- Work to complete -
Continue the piece below about the stem cell research debate, starting right after its last sentence.
--- Reading passage Enclosed Below ---
Ever since the embryonic stem cell was first isolated a dozen years ago, stem cell research has been at the mercy of shifting political tides, public debate, and legal challenges. The current court battle has put millions of dollars of grant money for stem cell research at risk. On today’s show, we unravel the current legal and ethical debate with the help of bioethicist Laurie Zoloth, and later in the show we’ll talk with Dr. Tim Kamp, a prominent stem cell researcher about when the promise of stem cell research will start becoming a reality.
Segment 1: Stem Cells in the Courtroom
Guest: Dr. Laurie Zoloth, Professor of Medical Humanities & Bioethics and Religion at Northwestern University, co-editor of "The Human Embryonic Stem Cell Debate: Science, Ethics, and Public Policy."
When University of Wisconsin researcher James Thomson first isolated the human embryonic stem cell in 1998, his accomplishment was met with rapturous attention in the press and in the scientific community. Stem cells have a unique ability to renew themselves indefinitely; and they're pluripotent - they have an almost magical capacity to become any type of cell in the body. Hopes were high that a new era of medical innovation was just around the corner. Ethical concerns about using embryonic stem cells for research, however, has been a dark cloud over the game-changing nature of the discovery. The cells are, essentially, fertilized eggs. The equivalent of a human embryo a few days after conception. Most of the embryos used in research have been left over from in vitro fertilization procedures. Frozen in storage. But isolating stem cells for research requires the destruction of the embryo, and even Dr. Thomson himself has expressed some ethical reservations about the work.
--- End of Enclosed Reading passage ---
--- Extracted entries Enclosed Below ---
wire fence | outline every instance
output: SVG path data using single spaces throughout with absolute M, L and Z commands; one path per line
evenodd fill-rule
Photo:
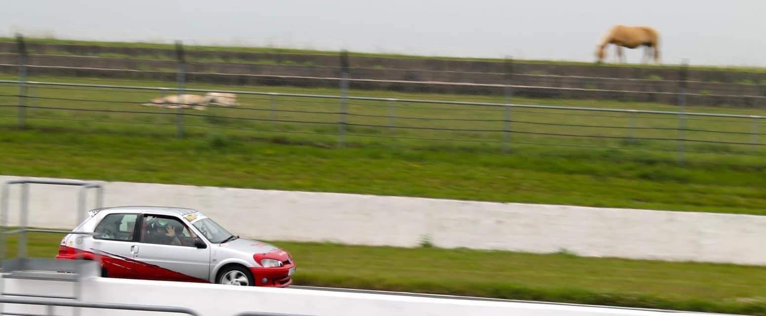
M 0 44 L 8 46 L 10 43 Z M 93 53 L 89 51 L 92 48 L 74 46 L 67 47 L 67 51 Z M 55 45 L 37 47 L 54 53 L 61 49 Z M 30 59 L 34 64 L 24 64 L 32 76 L 110 78 L 139 85 L 146 81 L 176 80 L 179 64 L 177 51 L 134 48 L 131 51 L 136 51 L 137 54 L 130 55 L 121 51 L 123 49 L 98 48 L 100 54 L 103 53 L 96 54 L 98 57 L 35 54 Z M 21 52 L 21 49 L 18 51 Z M 300 93 L 296 87 L 336 88 L 340 84 L 343 71 L 339 58 L 331 54 L 201 51 L 192 51 L 188 54 L 198 60 L 185 60 L 180 64 L 185 67 L 185 82 L 194 84 L 273 86 L 281 87 L 280 92 Z M 207 61 L 199 58 L 207 58 Z M 349 87 L 381 97 L 390 97 L 391 91 L 502 96 L 506 87 L 511 86 L 516 97 L 676 104 L 681 94 L 679 79 L 686 77 L 683 74 L 686 72 L 683 67 L 586 67 L 586 71 L 582 65 L 519 63 L 514 66 L 511 59 L 502 62 L 355 58 L 348 76 Z M 15 69 L 21 64 L 21 59 L 16 54 L 0 54 L 0 64 L 0 64 L 0 71 Z M 695 70 L 692 75 L 694 80 L 683 81 L 688 104 L 757 107 L 766 100 L 766 73 Z
M 615 103 L 603 108 L 517 102 L 525 89 L 552 94 L 548 97 L 561 91 L 511 84 L 509 61 L 503 84 L 481 86 L 493 94 L 463 84 L 472 90 L 424 94 L 417 93 L 424 84 L 438 92 L 447 84 L 352 79 L 345 54 L 333 78 L 190 74 L 179 43 L 176 69 L 163 73 L 164 80 L 115 78 L 106 71 L 104 77 L 77 77 L 66 83 L 30 81 L 31 72 L 31 77 L 39 77 L 34 76 L 38 68 L 27 66 L 23 39 L 18 43 L 18 80 L 0 81 L 0 127 L 766 166 L 766 117 L 758 109 L 688 111 L 685 67 L 679 70 L 679 91 L 665 95 L 678 107 L 630 109 Z M 221 78 L 226 80 L 221 83 Z M 170 80 L 175 87 L 167 87 Z M 326 87 L 318 89 L 316 81 Z M 114 84 L 99 84 L 104 82 Z M 362 84 L 389 86 L 370 90 Z M 201 97 L 213 92 L 236 94 L 238 104 Z M 205 100 L 150 101 L 186 94 Z
M 26 88 L 20 87 L 26 87 Z M 29 91 L 21 94 L 18 91 Z M 185 88 L 238 106 L 142 106 L 178 87 L 0 81 L 2 126 L 762 166 L 766 117 Z M 177 107 L 178 108 L 173 108 Z M 169 108 L 172 107 L 172 108 Z

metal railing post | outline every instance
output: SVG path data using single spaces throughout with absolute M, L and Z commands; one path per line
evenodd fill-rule
M 396 123 L 396 99 L 388 99 L 388 130 L 394 130 L 394 124 Z
M 186 81 L 186 61 L 184 59 L 184 46 L 181 41 L 175 41 L 175 57 L 178 64 L 178 70 L 175 74 L 175 81 L 178 87 L 178 108 L 175 109 L 175 135 L 178 137 L 184 137 L 184 107 L 187 100 L 182 100 L 184 94 L 184 84 Z
M 636 110 L 630 110 L 630 143 L 636 144 Z
M 277 94 L 271 94 L 269 97 L 269 107 L 271 109 L 271 120 L 277 120 Z
M 29 217 L 29 183 L 21 184 L 21 213 L 19 219 L 19 226 L 22 231 L 18 234 L 18 244 L 16 245 L 16 256 L 27 256 L 27 219 Z
M 340 111 L 338 123 L 338 146 L 345 146 L 345 114 L 349 102 L 349 52 L 340 53 Z
M 684 59 L 679 69 L 678 105 L 680 107 L 678 114 L 678 162 L 683 163 L 686 137 L 686 73 L 689 68 L 689 60 Z
M 18 127 L 27 127 L 27 45 L 24 42 L 24 36 L 16 35 L 16 44 L 18 47 Z
M 508 153 L 510 150 L 511 141 L 511 98 L 513 97 L 513 87 L 511 85 L 513 79 L 513 58 L 506 57 L 504 65 L 505 75 L 503 85 L 503 95 L 505 96 L 505 106 L 502 107 L 502 152 Z
M 752 135 L 752 140 L 751 142 L 753 143 L 754 145 L 758 145 L 761 142 L 761 137 L 758 137 L 758 117 L 751 115 L 750 117 L 751 117 L 751 120 L 752 120 L 752 123 L 750 126 L 750 133 Z

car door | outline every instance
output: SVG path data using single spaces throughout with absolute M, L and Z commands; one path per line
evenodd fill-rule
M 110 277 L 135 277 L 132 249 L 136 245 L 135 232 L 139 215 L 109 214 L 93 230 L 92 249 L 86 250 L 100 255 L 101 265 Z
M 133 254 L 140 278 L 208 281 L 209 245 L 195 247 L 197 236 L 175 216 L 143 214 L 142 219 Z

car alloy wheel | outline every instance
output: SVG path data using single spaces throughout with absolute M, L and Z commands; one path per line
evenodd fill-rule
M 226 272 L 222 277 L 221 277 L 221 284 L 248 286 L 250 285 L 250 280 L 247 278 L 247 275 L 245 275 L 245 274 L 242 273 L 241 271 L 231 270 Z

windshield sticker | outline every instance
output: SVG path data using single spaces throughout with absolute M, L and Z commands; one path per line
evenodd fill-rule
M 207 216 L 202 215 L 202 213 L 199 212 L 193 212 L 192 214 L 186 214 L 184 216 L 184 218 L 186 219 L 186 220 L 189 221 L 189 222 L 194 224 L 195 222 L 198 222 L 202 219 L 206 219 Z

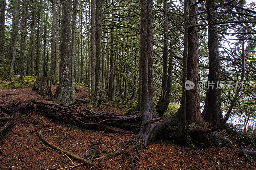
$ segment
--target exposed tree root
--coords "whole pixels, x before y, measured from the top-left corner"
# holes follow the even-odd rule
[[[93,166],[96,166],[97,164],[96,163],[92,162],[88,159],[84,159],[84,158],[83,158],[82,157],[80,157],[78,155],[72,153],[71,153],[68,151],[67,151],[66,150],[64,150],[64,149],[63,149],[57,146],[55,146],[55,145],[53,145],[52,143],[47,141],[44,138],[44,136],[43,136],[43,135],[42,134],[42,130],[40,130],[39,131],[38,131],[38,136],[39,137],[39,138],[41,140],[44,142],[47,145],[49,145],[52,148],[53,148],[54,149],[56,149],[60,152],[61,152],[64,153],[66,154],[68,156],[76,158],[77,159],[82,161],[88,164],[92,165],[93,165]]]
[[[0,120],[10,120],[13,119],[13,117],[0,117]]]
[[[8,120],[6,123],[4,124],[1,128],[0,128],[0,134],[4,132],[7,129],[9,126],[12,124],[12,120]]]
[[[38,102],[37,110],[65,122],[85,128],[131,134],[140,127],[141,115],[123,115],[101,113],[73,106]]]

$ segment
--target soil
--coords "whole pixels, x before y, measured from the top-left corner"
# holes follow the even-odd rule
[[[53,94],[55,88],[52,87]],[[77,89],[80,91],[76,93],[76,98],[87,97],[88,89]],[[40,96],[32,89],[0,89],[0,108],[2,108],[0,114],[4,115],[5,112],[15,116],[13,124],[0,135],[1,169],[53,170],[73,166],[67,157],[40,140],[36,133],[29,133],[44,124],[50,124],[46,129],[47,131],[43,133],[47,140],[80,156],[88,152],[91,144],[100,141],[102,144],[95,146],[97,149],[117,151],[134,135],[85,129],[51,120],[29,110],[15,113],[8,111],[8,108],[15,107],[13,106],[16,103],[27,103],[34,99],[48,100],[49,98]],[[95,111],[120,114],[124,114],[126,111],[126,109],[116,108],[111,105],[99,105],[99,108]],[[83,103],[77,105],[85,107]],[[18,110],[18,108],[16,109]],[[0,122],[0,126],[5,122]],[[133,153],[138,159],[134,162],[136,169],[256,169],[256,159],[248,159],[241,153],[239,146],[234,142],[230,143],[231,144],[221,148],[210,147],[191,149],[170,140],[157,140],[140,150],[140,157],[137,151],[135,152],[133,151]],[[82,163],[71,159],[75,164]],[[84,164],[76,169],[132,168],[131,158],[127,153],[103,159],[97,163],[96,167]]]

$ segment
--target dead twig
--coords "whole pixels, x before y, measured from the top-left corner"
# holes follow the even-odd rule
[[[58,151],[59,151],[60,152],[62,152],[62,153],[65,153],[67,155],[68,155],[71,157],[72,157],[73,158],[74,158],[77,159],[85,163],[89,164],[92,165],[93,165],[93,166],[96,166],[97,164],[95,162],[92,162],[91,161],[88,159],[84,159],[81,157],[80,157],[78,155],[75,155],[75,154],[70,153],[70,152],[68,151],[67,151],[61,148],[59,148],[59,147],[56,146],[55,146],[55,145],[53,145],[52,143],[48,142],[46,140],[45,140],[45,139],[44,138],[44,136],[43,136],[43,135],[42,135],[42,131],[41,130],[39,130],[39,131],[38,131],[37,134],[38,135],[38,136],[39,137],[39,138],[41,140],[44,142],[46,144],[50,146],[51,148],[53,148],[55,149],[56,149]]]
[[[12,120],[11,120],[8,121],[4,125],[0,128],[0,134],[4,131],[7,129],[12,122]]]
--- End of Enclosed Extracted entries ---
- Exercise output -
By the time Thomson's innovation celebrated its 10-year anniversary in 2008, ethical concerns had been muted somewhat, as critics turned their attention to a perceived lack of results. Where were the miracle cures? Researchers had made exciting progress with so-called "adult stem cells." Adult stem cells are harder to come by and typically have less flexibility to do the work of cells in other parts of the body (for example trying to get a stem cell found in the liver to act as a heart cell might). But recent efforts to "reprogram" adult stem cells have had promising results and suggest a possible solution to the ethical debate.
But the long dormant political and ethical conflict about embryonic stem cells erupted again this year. It started with a 2009 decision by President Obama to lift a ban on funding new embryonic stem cell lines (the ban had been put in by President Bush in 2001). Just a couple of weeks ago, a federal district court judge issued a temporary injunction against Obama's policy because it came in conflict with the Dicky-Wicker amendment, a 1995 Congressional amendment prohibiting federal money from being used in any research that destroys an embryo. The decision put a halt to funding for dozens of scientific projects. The Director of the National Institutes of Health, Dr. Francis Collins, warned that the injunction would do serious damage to promising areas of biomedical research and that it "pours sand into the engine of discovery." An emergency request by the Obama administration to lift the injunction was later rejected by the ruling judge. And just last week, a three-member appeals panel temporarily suspended the judge's ruling until it could hear full arguments in the next few weeks. So federal research funding for human embryonic stem cell projects has permission to go ahead - for now. But the legal battle is far from over, leaving researchers who count on federal funding with an uncertain future.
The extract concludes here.